*Request 1:*
Find each line in the rows below that contains the word "wall" and copy it. Matching is case-sensitive.

The taco: Spicy carnitas
I’m leery of steampan taquerias, for a reason. Who knows how long all those shimmering stewpots have sat bubbling and congealing? And who dips carnitas out of something like that in the first place? The answers in this case are “just long enough” and “carnitas can be many things, including a hot green peppery stew full of shredded pork roasted hard at its corners but soft enough in the center to absorb the braise like beans absorb pot liquor.” Order it on double corn with onions and cilantro, then eat it quick, before it melts back into a primordial soup on the plate.  (No taco prices on the menu; no receipt. My plate of four tacos cost $8 and change.)
 
 
 Barbacoa: The steampan gives and the steampan takes. For barbacoa, it gives moisture and knocks down the gaminess. But it takes away from the sticky, fatty, cheek-meat character that draws us to barbacoa in the first place.

*Entries for pointing and labeling:*
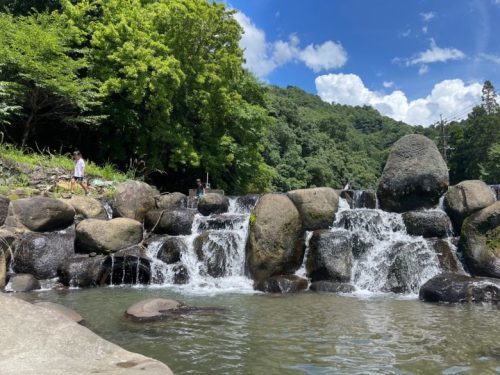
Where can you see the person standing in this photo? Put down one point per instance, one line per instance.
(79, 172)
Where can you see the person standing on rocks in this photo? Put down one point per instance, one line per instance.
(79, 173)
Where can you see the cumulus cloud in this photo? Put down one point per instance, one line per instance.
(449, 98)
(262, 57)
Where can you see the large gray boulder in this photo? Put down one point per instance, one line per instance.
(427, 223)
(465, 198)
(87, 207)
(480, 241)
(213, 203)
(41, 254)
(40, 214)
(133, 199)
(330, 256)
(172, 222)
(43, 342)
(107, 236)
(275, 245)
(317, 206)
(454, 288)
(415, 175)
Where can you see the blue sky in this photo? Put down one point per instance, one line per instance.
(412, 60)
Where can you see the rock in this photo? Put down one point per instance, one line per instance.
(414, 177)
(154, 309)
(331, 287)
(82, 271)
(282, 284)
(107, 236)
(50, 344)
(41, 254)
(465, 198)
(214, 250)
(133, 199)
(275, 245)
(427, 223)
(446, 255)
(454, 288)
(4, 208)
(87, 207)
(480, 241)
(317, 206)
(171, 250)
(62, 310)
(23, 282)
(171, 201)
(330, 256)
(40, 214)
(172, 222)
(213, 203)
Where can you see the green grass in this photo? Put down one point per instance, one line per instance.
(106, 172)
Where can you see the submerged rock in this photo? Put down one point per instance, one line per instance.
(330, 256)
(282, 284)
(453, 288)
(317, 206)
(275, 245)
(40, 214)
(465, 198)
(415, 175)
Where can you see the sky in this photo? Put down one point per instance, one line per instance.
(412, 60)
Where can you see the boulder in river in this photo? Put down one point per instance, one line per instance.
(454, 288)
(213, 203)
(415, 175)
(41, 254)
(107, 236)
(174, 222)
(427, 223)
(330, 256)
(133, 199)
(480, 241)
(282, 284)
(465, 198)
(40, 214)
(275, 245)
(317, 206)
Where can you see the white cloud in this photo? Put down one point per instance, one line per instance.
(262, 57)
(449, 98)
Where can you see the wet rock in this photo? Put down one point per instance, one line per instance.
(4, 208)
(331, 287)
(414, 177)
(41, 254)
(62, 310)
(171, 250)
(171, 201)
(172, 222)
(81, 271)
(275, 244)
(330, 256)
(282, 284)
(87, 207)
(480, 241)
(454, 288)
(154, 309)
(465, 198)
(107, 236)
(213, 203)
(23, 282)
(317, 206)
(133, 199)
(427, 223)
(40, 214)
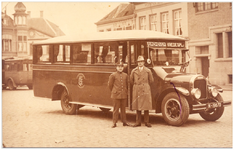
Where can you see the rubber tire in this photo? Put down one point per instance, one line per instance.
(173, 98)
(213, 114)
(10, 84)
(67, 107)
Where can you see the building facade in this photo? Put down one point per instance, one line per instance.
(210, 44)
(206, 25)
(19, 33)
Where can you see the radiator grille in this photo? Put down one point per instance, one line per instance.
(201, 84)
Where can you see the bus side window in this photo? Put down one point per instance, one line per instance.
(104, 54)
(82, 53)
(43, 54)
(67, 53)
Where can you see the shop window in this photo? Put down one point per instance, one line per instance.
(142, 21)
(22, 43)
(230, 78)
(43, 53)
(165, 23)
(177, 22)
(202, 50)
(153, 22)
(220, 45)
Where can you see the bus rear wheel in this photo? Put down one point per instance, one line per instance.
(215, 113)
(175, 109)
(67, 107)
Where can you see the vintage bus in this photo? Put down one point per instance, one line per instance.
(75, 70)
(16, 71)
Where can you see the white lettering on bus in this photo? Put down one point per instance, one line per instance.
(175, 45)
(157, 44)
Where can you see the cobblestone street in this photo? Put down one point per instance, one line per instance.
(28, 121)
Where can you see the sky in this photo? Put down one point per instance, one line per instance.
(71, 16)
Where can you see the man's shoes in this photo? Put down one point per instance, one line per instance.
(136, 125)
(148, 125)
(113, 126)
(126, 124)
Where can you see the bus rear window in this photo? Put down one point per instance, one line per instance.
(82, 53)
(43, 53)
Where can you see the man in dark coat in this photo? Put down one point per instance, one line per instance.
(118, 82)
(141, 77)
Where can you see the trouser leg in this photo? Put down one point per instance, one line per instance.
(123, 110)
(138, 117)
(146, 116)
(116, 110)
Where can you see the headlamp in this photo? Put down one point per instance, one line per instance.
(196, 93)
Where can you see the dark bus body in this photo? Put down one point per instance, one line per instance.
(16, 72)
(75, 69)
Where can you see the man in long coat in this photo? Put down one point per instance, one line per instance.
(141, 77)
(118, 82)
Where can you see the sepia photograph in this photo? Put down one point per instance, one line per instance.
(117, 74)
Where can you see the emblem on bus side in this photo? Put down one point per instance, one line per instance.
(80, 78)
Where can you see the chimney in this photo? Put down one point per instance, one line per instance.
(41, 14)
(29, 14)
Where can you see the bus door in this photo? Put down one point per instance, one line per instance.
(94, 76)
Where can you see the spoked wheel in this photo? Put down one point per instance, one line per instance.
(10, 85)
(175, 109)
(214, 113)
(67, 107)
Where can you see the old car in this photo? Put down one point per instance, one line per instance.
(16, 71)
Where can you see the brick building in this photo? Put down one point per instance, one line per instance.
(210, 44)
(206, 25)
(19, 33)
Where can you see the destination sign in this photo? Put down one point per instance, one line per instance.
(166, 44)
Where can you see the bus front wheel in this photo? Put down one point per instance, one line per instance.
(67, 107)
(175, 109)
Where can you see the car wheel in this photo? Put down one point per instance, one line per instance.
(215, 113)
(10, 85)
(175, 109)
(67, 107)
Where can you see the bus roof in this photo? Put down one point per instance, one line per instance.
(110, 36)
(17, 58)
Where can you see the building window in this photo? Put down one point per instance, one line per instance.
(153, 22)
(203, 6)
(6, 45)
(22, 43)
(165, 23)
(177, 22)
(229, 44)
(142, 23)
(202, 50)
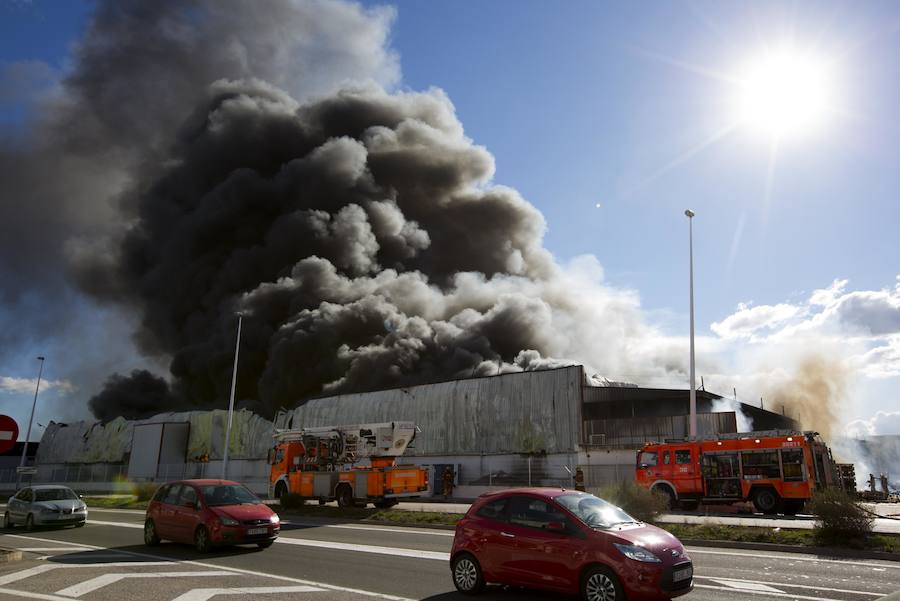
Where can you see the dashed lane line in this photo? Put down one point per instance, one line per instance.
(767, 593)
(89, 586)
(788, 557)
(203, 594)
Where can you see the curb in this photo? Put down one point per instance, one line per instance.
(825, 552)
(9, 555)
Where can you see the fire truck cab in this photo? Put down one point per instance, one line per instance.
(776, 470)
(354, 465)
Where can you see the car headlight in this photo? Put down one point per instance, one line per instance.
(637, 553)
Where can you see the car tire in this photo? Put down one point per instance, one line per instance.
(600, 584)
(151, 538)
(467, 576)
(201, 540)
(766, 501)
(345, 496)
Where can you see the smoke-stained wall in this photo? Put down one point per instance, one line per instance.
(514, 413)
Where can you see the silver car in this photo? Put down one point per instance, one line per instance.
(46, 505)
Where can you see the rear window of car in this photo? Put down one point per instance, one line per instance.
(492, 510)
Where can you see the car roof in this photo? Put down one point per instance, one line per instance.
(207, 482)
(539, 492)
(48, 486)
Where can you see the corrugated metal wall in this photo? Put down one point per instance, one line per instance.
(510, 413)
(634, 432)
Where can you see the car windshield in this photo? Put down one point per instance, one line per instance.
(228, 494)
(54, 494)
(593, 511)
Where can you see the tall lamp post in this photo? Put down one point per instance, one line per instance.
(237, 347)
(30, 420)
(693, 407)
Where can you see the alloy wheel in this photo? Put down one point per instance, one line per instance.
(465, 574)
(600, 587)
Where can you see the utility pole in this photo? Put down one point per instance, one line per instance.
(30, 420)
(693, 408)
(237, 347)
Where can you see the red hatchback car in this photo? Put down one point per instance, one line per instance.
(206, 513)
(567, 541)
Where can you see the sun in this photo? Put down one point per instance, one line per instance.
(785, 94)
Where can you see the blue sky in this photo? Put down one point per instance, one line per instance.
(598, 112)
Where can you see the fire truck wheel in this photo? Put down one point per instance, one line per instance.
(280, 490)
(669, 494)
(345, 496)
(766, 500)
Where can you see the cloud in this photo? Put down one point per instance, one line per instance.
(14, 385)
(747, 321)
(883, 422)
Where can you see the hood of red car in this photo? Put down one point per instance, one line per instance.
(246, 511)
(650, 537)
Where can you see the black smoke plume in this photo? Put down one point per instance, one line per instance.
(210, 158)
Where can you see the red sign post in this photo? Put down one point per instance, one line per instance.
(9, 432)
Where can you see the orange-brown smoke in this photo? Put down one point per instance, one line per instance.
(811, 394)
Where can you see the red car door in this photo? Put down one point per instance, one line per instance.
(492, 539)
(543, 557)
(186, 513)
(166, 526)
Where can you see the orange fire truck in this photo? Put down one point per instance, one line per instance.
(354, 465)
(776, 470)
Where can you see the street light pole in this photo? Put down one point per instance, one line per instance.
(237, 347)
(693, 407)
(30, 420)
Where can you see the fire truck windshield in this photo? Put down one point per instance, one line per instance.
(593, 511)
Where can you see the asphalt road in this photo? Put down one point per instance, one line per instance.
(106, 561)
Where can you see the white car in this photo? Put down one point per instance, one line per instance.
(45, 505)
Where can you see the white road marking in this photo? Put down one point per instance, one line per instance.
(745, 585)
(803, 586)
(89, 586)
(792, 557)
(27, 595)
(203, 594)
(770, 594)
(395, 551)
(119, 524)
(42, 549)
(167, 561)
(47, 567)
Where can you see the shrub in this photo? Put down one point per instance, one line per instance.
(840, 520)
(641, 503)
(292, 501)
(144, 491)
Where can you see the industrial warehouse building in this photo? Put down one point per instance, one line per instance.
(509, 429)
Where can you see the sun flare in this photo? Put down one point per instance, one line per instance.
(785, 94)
...
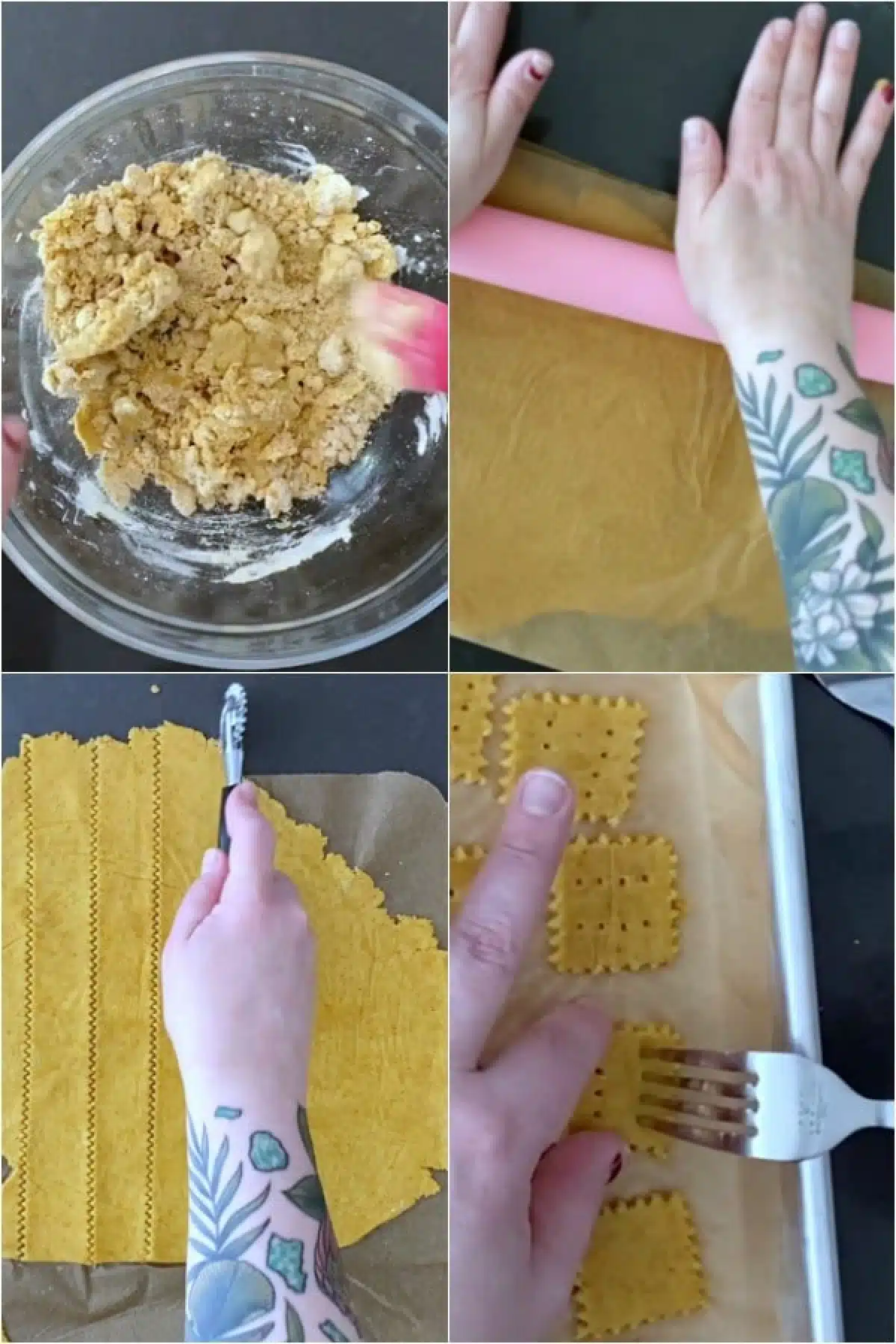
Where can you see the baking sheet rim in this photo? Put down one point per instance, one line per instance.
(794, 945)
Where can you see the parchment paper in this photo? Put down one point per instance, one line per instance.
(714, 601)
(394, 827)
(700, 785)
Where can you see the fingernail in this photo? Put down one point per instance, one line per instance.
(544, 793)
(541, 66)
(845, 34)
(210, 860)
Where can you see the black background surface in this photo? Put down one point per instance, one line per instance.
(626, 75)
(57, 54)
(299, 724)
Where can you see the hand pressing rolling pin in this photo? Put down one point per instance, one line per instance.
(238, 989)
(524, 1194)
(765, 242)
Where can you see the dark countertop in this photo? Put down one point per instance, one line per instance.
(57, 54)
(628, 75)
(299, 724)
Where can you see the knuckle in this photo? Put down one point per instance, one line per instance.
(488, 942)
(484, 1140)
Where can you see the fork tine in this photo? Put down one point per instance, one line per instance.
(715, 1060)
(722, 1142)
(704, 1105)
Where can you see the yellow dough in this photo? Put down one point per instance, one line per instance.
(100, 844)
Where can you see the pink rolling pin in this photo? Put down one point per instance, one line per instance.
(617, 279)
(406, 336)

*Request 2:*
Reproduce the stretch of the taco review above from "Barbacoa: The steampan" through "the first place.", word for word.

*Correct response 1:*
Where can you see the smoke-stained wall in this photo? Put down one point per instance, one line per instance.
Where can you see the corrugated metal wall in this photo? Put down one point per instance, one line per instance.

*Correct response 2:*
Barbacoa: The steampan gives and the steampan takes. For barbacoa, it gives moisture and knocks down the gaminess. But it takes away from the sticky, fatty, cheek-meat character that draws us to barbacoa in the first place.